_Document segment_:
What was it exactly? One packet was never really enough to make a satisfyingly creamy drink with 12 ounces of water – and that water was always either lukewarm, requiring Sisyphean effort with a plastic stirrer to dissolve the lumps of powder, or scalding, and you never could make yourself wait, rushed as you were to feel the tiny marshmallows on your tongue before they melted completely, so then you’d burn your tongue and it would hurt for two days. None of this diminished my love for Swiss Miss in the slightest. And I’d wager to guess that in another twenty years, my own son will recall his packets of hot cocoa mix at our favorite deli with at least as much fondness as our nights in front of the stove with real milk and a box of cocoa.

Let’s not beat around the bush: mainly it was the sugar. Rare is the kid who can resist it. But there was also something enormously gratifying about how fast you could turn something that looked like powdered tempera paint into something that smelled of cake and snowfall and Christmas break. It was like magic.

And so eggnog – the stuff in the carton with its musty nutmeg and slimy mouthfeel – really didn’t stand a chance with me in 1989, but a quarter century later, the real stuff has my heart. We make it a couple times every December. Sometimes it’s on offer at a small solstice gathering with friends, and I like to sip it when we decorate the tree too. It is, of course, lovely with bourbon, or rum, or brandy, but there is little that compares to the gleam in my son’s eyes or his frothy mustache when he drinks it, so I usually hold back the booze and we adults just add it to taste, if at all.

sunny eggs

 (seven posts in seven days)

Eggnog
adapted from Alton Brown

About the ingredients: lucky as I am to have such easy access to such high quality ingredients, I’m often reluctant to suggest you use “the best you can afford.” Most people can’t afford that stuff, and I feel strongly that a wholesome family life doesn’t depend on pastured eggs. But because eggnog is raw, taste and safety matter enormously here. Make sure you feel good about where your eggs, milk, and cream are coming from.

4 eggs, separated
1 tablespoon plus 1/3 cup sugar
1 pint whole milk
1 cup heavy cream
generous grating fresh nutmeg (about 1 teaspoon, or to taste)
3 ounces bourbon, rum, or brandy (optional)

Using a stand mixer or handheld electric mixer, beat the egg whites to soft peaks. Add 1 tablespoon sugar and beat to stiff peaks. Pour the whites into a small bowl and set them aside. You don’t need to clean your mixing bowl.

In your mixing bowl, beat the egg yolks on medium speed until they begin to lighten. Add the rest of the sugar and beat until dissolved. Add the milk, cream, nutmeg, and optional liquor, and mix on low until just combined. Gently whisk in the whipped egg whites.

This is best served right away, but leftovers can be stored, tightly covered, for about a day in the fridge. You’ll need to shake the jar before drinking leftovers.

Serves 4-8, depending on serving size.

* * *

Mark Twain said, “Too much of anything is bad, but too much good whiskey is barely enough.” Does that mean I can keep talking about eggnog?

_Extracted material_:

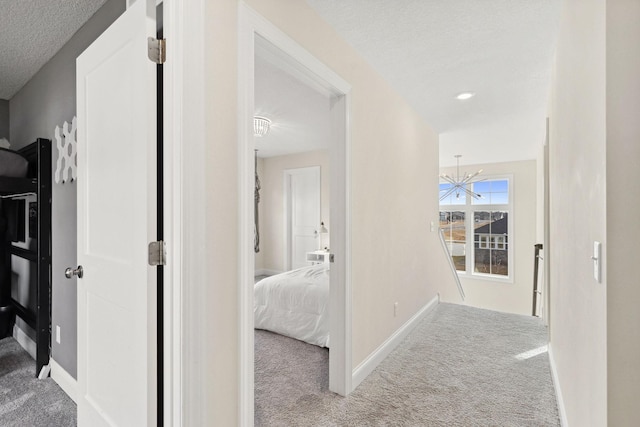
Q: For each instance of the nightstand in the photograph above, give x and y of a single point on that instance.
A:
(318, 257)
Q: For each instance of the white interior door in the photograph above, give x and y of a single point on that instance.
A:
(116, 102)
(303, 217)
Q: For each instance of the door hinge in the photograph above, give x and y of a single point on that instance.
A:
(157, 50)
(157, 253)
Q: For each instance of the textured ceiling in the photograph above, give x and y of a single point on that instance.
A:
(430, 51)
(32, 31)
(299, 111)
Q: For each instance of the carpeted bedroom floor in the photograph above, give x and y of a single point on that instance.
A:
(26, 400)
(461, 366)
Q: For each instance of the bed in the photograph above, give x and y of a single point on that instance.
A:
(295, 304)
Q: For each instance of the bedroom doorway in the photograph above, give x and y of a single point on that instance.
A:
(259, 35)
(303, 218)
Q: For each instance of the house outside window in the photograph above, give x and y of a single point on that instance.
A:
(477, 231)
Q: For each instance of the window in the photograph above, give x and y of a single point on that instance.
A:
(477, 231)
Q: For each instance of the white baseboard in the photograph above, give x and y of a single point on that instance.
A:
(367, 366)
(25, 341)
(66, 382)
(266, 272)
(558, 390)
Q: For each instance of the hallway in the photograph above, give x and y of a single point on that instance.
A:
(461, 366)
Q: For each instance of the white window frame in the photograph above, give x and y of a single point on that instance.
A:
(469, 208)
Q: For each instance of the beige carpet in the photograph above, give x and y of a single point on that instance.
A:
(26, 401)
(461, 366)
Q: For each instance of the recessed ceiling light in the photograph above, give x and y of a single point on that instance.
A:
(465, 95)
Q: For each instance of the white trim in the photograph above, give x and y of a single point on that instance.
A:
(25, 341)
(367, 366)
(185, 313)
(250, 24)
(556, 386)
(67, 383)
(267, 272)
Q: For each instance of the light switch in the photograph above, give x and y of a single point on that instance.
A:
(597, 261)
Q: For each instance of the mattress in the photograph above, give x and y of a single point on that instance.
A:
(12, 164)
(295, 304)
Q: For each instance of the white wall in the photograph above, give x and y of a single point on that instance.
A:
(578, 153)
(272, 203)
(623, 203)
(498, 295)
(394, 153)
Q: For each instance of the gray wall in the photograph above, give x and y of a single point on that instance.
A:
(4, 119)
(47, 100)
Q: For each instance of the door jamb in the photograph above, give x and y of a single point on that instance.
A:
(250, 25)
(185, 316)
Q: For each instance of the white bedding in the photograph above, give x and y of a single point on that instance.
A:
(295, 304)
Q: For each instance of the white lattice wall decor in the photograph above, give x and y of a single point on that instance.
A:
(66, 143)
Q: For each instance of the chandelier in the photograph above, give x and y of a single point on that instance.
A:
(261, 126)
(459, 184)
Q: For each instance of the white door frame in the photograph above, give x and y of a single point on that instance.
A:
(185, 315)
(288, 220)
(250, 25)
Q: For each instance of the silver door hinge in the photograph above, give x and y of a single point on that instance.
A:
(157, 253)
(157, 50)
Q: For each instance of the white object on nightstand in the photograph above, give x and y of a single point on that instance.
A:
(318, 257)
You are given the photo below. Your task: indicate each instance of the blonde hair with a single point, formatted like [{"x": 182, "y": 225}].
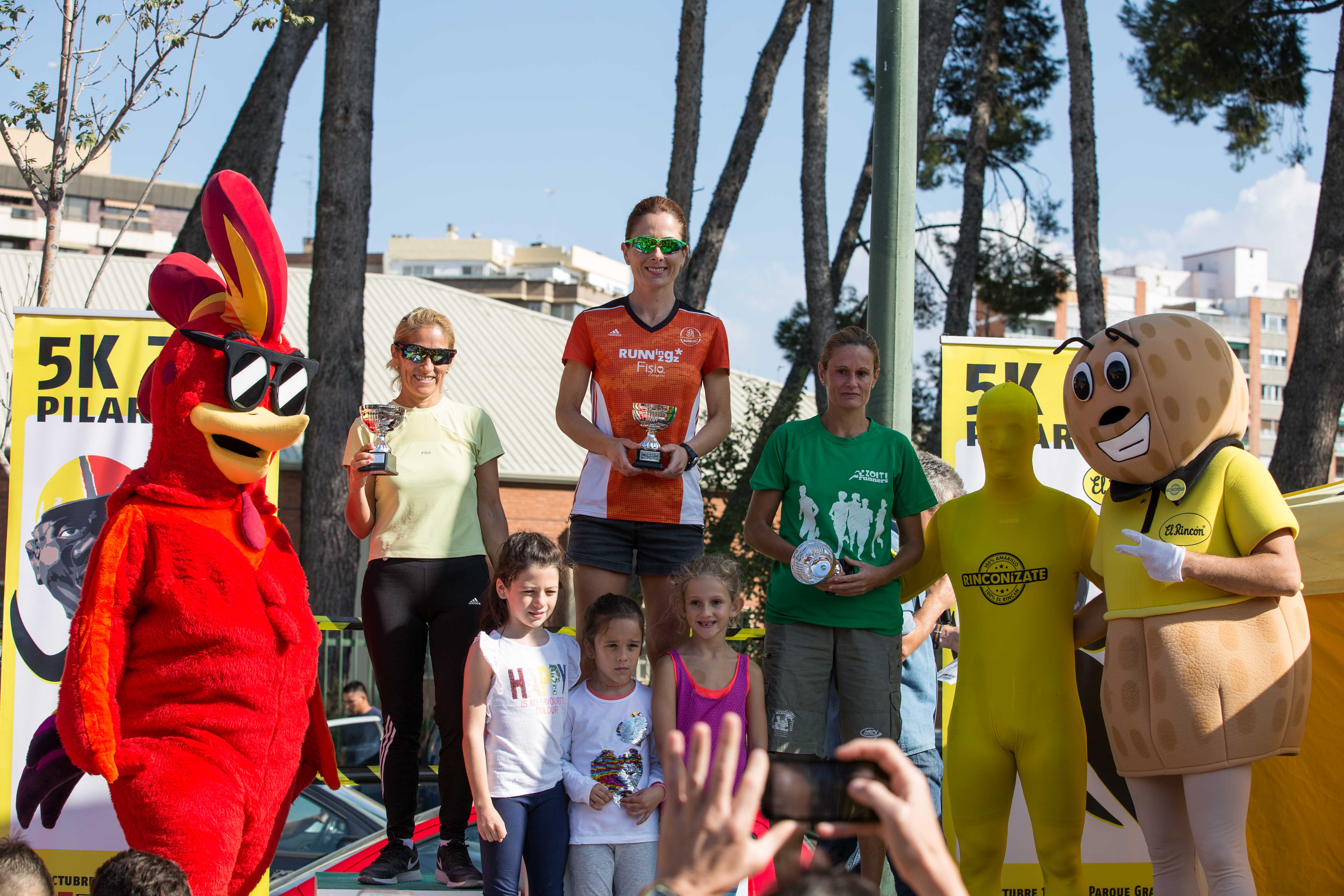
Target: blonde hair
[
  {"x": 850, "y": 336},
  {"x": 414, "y": 323},
  {"x": 710, "y": 566},
  {"x": 656, "y": 206}
]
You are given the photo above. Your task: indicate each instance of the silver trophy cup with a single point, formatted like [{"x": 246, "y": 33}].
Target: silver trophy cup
[
  {"x": 652, "y": 417},
  {"x": 381, "y": 420},
  {"x": 814, "y": 562}
]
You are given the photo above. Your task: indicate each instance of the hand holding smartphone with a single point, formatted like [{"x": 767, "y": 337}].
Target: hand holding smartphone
[{"x": 806, "y": 788}]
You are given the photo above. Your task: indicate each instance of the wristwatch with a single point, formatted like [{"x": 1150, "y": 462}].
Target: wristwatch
[
  {"x": 691, "y": 457},
  {"x": 658, "y": 890}
]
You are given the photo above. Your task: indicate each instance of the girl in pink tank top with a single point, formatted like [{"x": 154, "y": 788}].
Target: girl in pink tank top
[{"x": 705, "y": 678}]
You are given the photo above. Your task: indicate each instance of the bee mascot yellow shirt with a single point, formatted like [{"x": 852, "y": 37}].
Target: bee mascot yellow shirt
[{"x": 1014, "y": 551}]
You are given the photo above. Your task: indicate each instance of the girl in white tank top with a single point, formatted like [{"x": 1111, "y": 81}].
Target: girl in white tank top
[{"x": 518, "y": 680}]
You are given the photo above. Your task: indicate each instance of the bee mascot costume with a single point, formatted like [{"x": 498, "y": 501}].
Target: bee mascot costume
[
  {"x": 1015, "y": 551},
  {"x": 1209, "y": 649},
  {"x": 191, "y": 676}
]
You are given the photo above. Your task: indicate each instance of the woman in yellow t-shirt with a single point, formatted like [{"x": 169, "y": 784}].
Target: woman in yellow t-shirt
[{"x": 432, "y": 530}]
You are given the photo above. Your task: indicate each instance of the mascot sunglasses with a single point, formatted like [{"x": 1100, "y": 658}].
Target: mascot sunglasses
[{"x": 253, "y": 370}]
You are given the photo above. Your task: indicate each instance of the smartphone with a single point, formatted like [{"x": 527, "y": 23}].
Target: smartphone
[{"x": 806, "y": 788}]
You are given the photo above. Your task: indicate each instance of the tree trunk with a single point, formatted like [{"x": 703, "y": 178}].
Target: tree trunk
[
  {"x": 330, "y": 553},
  {"x": 816, "y": 240},
  {"x": 936, "y": 21},
  {"x": 716, "y": 228},
  {"x": 253, "y": 144},
  {"x": 686, "y": 123},
  {"x": 1312, "y": 399},
  {"x": 963, "y": 284},
  {"x": 1092, "y": 298},
  {"x": 56, "y": 198}
]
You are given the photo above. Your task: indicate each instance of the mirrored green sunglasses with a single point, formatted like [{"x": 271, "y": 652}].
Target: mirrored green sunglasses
[
  {"x": 647, "y": 245},
  {"x": 417, "y": 354}
]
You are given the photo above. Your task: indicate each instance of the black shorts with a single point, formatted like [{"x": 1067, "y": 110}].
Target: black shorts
[{"x": 631, "y": 546}]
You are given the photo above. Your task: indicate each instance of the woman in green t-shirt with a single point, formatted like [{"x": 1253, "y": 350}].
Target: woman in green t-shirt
[
  {"x": 432, "y": 530},
  {"x": 839, "y": 477}
]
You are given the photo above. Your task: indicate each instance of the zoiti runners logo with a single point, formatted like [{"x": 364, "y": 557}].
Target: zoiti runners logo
[{"x": 1002, "y": 578}]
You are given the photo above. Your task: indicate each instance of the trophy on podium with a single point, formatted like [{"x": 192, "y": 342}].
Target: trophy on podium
[
  {"x": 652, "y": 417},
  {"x": 381, "y": 420},
  {"x": 814, "y": 562}
]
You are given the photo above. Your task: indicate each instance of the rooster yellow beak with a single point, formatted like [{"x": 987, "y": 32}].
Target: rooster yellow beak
[{"x": 242, "y": 442}]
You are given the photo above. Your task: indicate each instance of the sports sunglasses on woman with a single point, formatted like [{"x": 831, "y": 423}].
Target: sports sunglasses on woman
[
  {"x": 253, "y": 370},
  {"x": 648, "y": 244},
  {"x": 417, "y": 354}
]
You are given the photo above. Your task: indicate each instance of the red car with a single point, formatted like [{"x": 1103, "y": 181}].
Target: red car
[{"x": 358, "y": 856}]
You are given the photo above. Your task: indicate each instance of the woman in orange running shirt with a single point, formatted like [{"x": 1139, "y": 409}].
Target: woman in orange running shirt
[{"x": 647, "y": 347}]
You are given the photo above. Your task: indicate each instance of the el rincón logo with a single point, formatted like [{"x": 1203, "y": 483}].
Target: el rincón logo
[
  {"x": 1002, "y": 578},
  {"x": 1186, "y": 530}
]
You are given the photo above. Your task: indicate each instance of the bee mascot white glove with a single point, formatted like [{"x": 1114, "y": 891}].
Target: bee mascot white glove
[{"x": 1162, "y": 561}]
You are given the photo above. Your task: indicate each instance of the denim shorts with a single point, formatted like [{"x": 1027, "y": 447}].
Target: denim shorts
[{"x": 632, "y": 546}]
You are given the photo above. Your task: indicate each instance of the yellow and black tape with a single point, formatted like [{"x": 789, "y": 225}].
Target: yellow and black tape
[
  {"x": 351, "y": 776},
  {"x": 355, "y": 624}
]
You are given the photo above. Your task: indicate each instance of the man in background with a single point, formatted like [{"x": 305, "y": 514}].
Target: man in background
[
  {"x": 355, "y": 699},
  {"x": 921, "y": 637}
]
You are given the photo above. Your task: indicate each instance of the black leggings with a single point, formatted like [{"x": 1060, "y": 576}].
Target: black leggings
[{"x": 406, "y": 602}]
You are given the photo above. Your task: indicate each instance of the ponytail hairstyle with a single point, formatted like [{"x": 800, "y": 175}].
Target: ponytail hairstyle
[
  {"x": 607, "y": 609},
  {"x": 851, "y": 336},
  {"x": 709, "y": 566},
  {"x": 521, "y": 553},
  {"x": 414, "y": 323},
  {"x": 656, "y": 206}
]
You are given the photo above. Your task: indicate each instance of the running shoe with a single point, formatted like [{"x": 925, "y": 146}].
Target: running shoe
[
  {"x": 455, "y": 867},
  {"x": 397, "y": 864}
]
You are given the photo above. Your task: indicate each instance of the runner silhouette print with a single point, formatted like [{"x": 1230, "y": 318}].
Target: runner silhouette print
[
  {"x": 840, "y": 522},
  {"x": 808, "y": 511}
]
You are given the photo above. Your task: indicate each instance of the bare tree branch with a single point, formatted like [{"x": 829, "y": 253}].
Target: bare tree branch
[{"x": 189, "y": 112}]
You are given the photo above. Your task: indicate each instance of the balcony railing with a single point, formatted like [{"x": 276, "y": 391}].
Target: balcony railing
[{"x": 1230, "y": 328}]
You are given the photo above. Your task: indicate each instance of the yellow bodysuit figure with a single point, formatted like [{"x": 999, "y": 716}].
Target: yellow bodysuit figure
[{"x": 1014, "y": 551}]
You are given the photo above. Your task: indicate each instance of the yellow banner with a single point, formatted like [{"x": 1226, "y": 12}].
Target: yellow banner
[
  {"x": 77, "y": 432},
  {"x": 1115, "y": 854}
]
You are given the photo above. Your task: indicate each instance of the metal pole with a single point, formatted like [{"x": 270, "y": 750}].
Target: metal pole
[{"x": 892, "y": 273}]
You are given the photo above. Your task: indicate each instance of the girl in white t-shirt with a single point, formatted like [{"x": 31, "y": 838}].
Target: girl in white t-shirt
[
  {"x": 514, "y": 710},
  {"x": 612, "y": 769}
]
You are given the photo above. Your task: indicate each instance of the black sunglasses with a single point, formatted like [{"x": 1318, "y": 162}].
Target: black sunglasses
[
  {"x": 417, "y": 354},
  {"x": 253, "y": 370}
]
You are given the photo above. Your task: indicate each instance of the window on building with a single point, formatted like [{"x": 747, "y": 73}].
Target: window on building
[
  {"x": 1276, "y": 358},
  {"x": 113, "y": 217},
  {"x": 77, "y": 209},
  {"x": 18, "y": 205}
]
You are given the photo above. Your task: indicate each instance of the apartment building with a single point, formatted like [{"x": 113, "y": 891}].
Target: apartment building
[
  {"x": 1230, "y": 291},
  {"x": 97, "y": 205},
  {"x": 550, "y": 280}
]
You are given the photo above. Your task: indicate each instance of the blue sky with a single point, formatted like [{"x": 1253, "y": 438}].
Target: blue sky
[{"x": 479, "y": 108}]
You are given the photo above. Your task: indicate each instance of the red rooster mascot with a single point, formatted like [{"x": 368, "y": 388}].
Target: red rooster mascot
[{"x": 191, "y": 676}]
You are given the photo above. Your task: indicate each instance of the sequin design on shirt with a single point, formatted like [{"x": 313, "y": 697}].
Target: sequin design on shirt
[
  {"x": 619, "y": 774},
  {"x": 634, "y": 730}
]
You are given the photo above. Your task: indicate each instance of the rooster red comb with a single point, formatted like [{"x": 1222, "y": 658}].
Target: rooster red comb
[{"x": 244, "y": 241}]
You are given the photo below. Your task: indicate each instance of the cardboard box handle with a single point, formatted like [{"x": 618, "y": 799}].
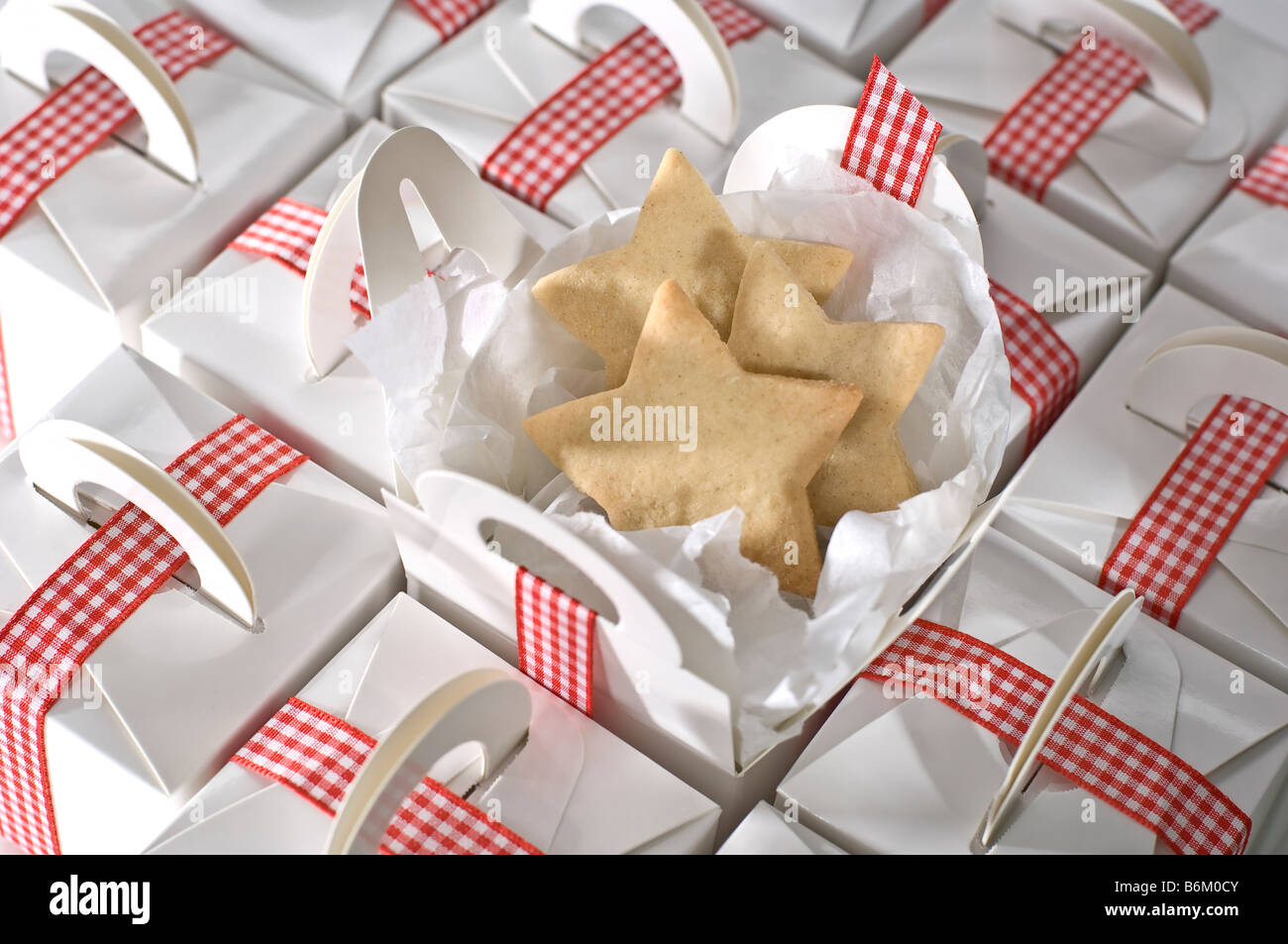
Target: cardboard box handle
[
  {"x": 60, "y": 456},
  {"x": 30, "y": 30},
  {"x": 459, "y": 505},
  {"x": 1098, "y": 646},
  {"x": 370, "y": 218},
  {"x": 485, "y": 706},
  {"x": 708, "y": 90},
  {"x": 1147, "y": 30},
  {"x": 1210, "y": 362}
]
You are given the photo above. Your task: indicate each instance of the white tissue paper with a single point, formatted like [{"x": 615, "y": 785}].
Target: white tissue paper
[{"x": 464, "y": 364}]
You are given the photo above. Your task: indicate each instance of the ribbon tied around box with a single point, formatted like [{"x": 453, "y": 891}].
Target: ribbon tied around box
[
  {"x": 1179, "y": 531},
  {"x": 127, "y": 76},
  {"x": 1054, "y": 723},
  {"x": 171, "y": 514},
  {"x": 380, "y": 792}
]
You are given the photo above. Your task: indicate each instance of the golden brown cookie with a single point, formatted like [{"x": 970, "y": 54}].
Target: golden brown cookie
[
  {"x": 778, "y": 329},
  {"x": 691, "y": 434},
  {"x": 682, "y": 233}
]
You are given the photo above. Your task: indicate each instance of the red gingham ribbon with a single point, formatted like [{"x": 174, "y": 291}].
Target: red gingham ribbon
[
  {"x": 1269, "y": 176},
  {"x": 1089, "y": 746},
  {"x": 1175, "y": 537},
  {"x": 1043, "y": 368},
  {"x": 449, "y": 17},
  {"x": 1042, "y": 132},
  {"x": 76, "y": 117},
  {"x": 7, "y": 425},
  {"x": 318, "y": 755},
  {"x": 287, "y": 233},
  {"x": 557, "y": 639},
  {"x": 892, "y": 138},
  {"x": 90, "y": 595},
  {"x": 544, "y": 150}
]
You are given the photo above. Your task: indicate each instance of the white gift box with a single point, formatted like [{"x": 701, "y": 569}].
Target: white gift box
[
  {"x": 480, "y": 86},
  {"x": 99, "y": 249},
  {"x": 767, "y": 831},
  {"x": 346, "y": 52},
  {"x": 1085, "y": 290},
  {"x": 910, "y": 775},
  {"x": 1234, "y": 261},
  {"x": 849, "y": 33},
  {"x": 1146, "y": 175},
  {"x": 259, "y": 362},
  {"x": 670, "y": 675},
  {"x": 567, "y": 789},
  {"x": 180, "y": 684},
  {"x": 1102, "y": 462}
]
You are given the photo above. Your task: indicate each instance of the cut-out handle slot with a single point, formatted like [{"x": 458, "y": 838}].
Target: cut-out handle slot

_Short problem A_: Repeat the eggnog post word for word from "In your mixing" to "on serving size.".
_Short problem B_: Go on with the post about hot cocoa and eggnog, picking up right after its final line.

_Written response A_:
In your mixing bowl, beat the egg yolks on medium speed until they begin to lighten. Add the rest of the sugar and beat until dissolved. Add the milk, cream, nutmeg, and optional liquor, and mix on low until just combined. Gently whisk in the whipped egg whites.

This is best served right away, but leftovers can be stored, tightly covered, for about a day in the fridge. You’ll need to shake the jar before drinking leftovers.

Serves 4-8, depending on serving size.

_Written response B_:
Alton Brown’s recipe really is everything I want in eggnog: it’s rich and festive and worth waiting for, super easy to make, and delicious with or without booze. But Molly’s great-grandfather J. P. Hartt’s boozy eggnog was the first stuff to open my eyes to a world beyond the carton in the supermarket dairy aisle, close to ten years ago now, and if you’re having a party, you should consider it. Also, two years ago I made this vegan eggnog. You won’t confuse it with the traditional stuff, but it’s really very good in its own right. But wait; there’s more! I had written off storebought eggnog completely until my friend Abbie – who farms in Vermont with her family and knows a thing or two about good dairy – encouraged me to check out Organic Valley’s eggnog. Whoa! Game changer! Real food ingredients! Pastured cows! Really worth seeking out in a pinch or if you just don’t fancy making your own. But if, perhaps, you do fancy more kitchen experimenting … has anyone ever made aged eggnog? Three years! Whoa again! I want to do it. And finally, convention be damned, I really want to try this rose and cardamom eggnog (and everything else in that post).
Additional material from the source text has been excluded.